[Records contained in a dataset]

--- Begin ---

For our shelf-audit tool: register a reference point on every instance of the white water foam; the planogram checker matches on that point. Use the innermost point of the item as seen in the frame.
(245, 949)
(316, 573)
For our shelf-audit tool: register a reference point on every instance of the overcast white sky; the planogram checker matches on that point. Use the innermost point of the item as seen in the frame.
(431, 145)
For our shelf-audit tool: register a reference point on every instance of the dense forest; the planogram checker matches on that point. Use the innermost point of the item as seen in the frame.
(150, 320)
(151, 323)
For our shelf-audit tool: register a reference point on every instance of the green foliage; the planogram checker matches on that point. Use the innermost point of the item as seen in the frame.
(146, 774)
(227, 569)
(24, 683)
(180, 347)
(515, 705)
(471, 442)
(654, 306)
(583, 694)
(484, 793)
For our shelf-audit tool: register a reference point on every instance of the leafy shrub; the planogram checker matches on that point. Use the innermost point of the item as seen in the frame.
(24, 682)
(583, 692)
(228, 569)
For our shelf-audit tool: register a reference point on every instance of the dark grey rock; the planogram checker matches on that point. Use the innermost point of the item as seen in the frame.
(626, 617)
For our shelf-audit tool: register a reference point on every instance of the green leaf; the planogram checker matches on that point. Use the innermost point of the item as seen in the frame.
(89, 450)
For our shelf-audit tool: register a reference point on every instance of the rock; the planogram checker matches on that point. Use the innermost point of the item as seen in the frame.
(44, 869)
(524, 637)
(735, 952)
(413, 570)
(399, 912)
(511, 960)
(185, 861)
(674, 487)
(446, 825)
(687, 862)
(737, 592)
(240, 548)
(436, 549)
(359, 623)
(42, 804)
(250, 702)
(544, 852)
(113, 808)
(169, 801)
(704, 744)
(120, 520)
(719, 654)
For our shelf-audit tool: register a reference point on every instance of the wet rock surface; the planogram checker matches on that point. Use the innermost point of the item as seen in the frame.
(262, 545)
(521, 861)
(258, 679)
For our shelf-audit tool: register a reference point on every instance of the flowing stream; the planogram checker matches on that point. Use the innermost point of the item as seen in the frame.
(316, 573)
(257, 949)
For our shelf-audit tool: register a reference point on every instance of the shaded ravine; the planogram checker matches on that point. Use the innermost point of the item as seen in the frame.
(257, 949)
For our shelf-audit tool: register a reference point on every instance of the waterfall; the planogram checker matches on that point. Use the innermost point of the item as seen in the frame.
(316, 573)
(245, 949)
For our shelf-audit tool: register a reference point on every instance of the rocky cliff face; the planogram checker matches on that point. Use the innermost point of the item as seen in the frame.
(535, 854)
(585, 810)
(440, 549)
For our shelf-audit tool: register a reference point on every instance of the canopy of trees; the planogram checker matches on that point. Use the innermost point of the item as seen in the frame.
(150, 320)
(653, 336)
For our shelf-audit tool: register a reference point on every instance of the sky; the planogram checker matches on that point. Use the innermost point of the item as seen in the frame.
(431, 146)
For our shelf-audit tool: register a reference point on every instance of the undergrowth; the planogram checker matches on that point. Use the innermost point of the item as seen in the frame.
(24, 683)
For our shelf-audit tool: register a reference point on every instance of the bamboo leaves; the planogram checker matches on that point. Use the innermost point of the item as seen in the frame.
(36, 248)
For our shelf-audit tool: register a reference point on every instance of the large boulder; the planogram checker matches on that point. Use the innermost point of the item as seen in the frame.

--- End ---

Instructions to follow.
Extract all of the data above and output it character for character.

Result.
For our shelf-audit tool: register a reference point on every instance of the white water foam; the planogram checker matches on that point. Use the innermost point of the item as seen in the frame.
(245, 949)
(316, 573)
For our shelf-audit tool: register a reference point on every instance of the overcast white sky; the planogram checker matches on that point. Use the innermost point of the item as seen in the frame.
(431, 145)
For our shelf-audit tool: register a reference point on every instance of the dense forest; the planogram checker matches on that point. Use the innermost point of the item as seen in the frame.
(150, 320)
(151, 323)
For our shelf-audit tool: register a reference point on every instance of the green foliage; the planogram checker matches on that point. Use the innermost point of the item as seen in the frame.
(146, 774)
(227, 569)
(24, 683)
(180, 347)
(515, 705)
(471, 442)
(654, 306)
(583, 694)
(484, 793)
For our shelf-audit tool: register a reference point on every instance of the leafy shrub; the planogram checker matches on that point. Use the innermost point of the item as seen in the frame.
(24, 682)
(583, 692)
(228, 569)
For our shelf-audit tool: register a reference point on every instance of the dark grey rock; the planogram checker matches on that point. Use the innermost point of the item as seen in the frame.
(626, 617)
For our shelf-audit tool: register a reference point on every instance of the green leaf; the planogram checker matches on that point. Use the innermost point of the item as seen in the frame.
(89, 450)
For our shelf-audit tool: register a reference point on every instance of the rock; the planogram checker matches on that point. Use the innermost point of the item as seen in the frame.
(44, 869)
(524, 637)
(735, 952)
(413, 570)
(399, 912)
(511, 960)
(185, 861)
(674, 487)
(446, 825)
(687, 862)
(737, 592)
(240, 548)
(436, 549)
(359, 623)
(42, 804)
(250, 702)
(544, 852)
(113, 808)
(169, 801)
(704, 744)
(120, 520)
(719, 654)
For our shelf-audit tool: register a reference point on every instance of the wet rock surface; the planogram checker matches on that point. Use the innermost point of the item as seen in the frame.
(262, 545)
(521, 861)
(258, 679)
For our shelf-audit tool: register a reference point on every instance of the flowing stream; the planogram checker matches on that point. Use the innermost point of the item as seen in the frame.
(316, 573)
(257, 949)
For our shelf-audit tool: register a reference point on every instance of the shaded ravine; the planogram checker matches on that point. Use the innermost point of the item as seen in the frame.
(257, 949)
For our shelf-audit tool: register a reference point on every instance of the waterfall; the planogram checker matches on that point. Use the innermost point of the item as seen in the frame.
(316, 573)
(245, 949)
For our shelf-audit tool: register a reference point on every instance of the rocky cliff face; the planogram checker matches on that point. Use the innermost point of the item as seen in the frame.
(535, 854)
(585, 810)
(440, 549)
For our shelf-audit tool: register a reference point on every instance of the canopy of trees; the planogram checker matches on that point. Use the innermost point of the item as seen in the frame.
(150, 320)
(653, 336)
For our shelf-audit tool: register a reference point on every instance of the sky; the planogram checker matches on that point. Use the innermost point of the item as seen in the frame.
(431, 146)
For our shelf-audit tool: register a reference point on every instance of the undergrowth; the planogram checker matches on that point. Use the innermost point of the item as seen in the frame.
(24, 683)
For our shelf-audit tool: register a reference point on every instance of the bamboo leaves; the planogram checker matches on that point. Use the innermost point of the item as seen in the frame.
(36, 248)
For our shelf-audit tool: register a reference point on every instance of the large boulder; the planogram checker matches on that point. Use the innermost point of the item as seen in the frame.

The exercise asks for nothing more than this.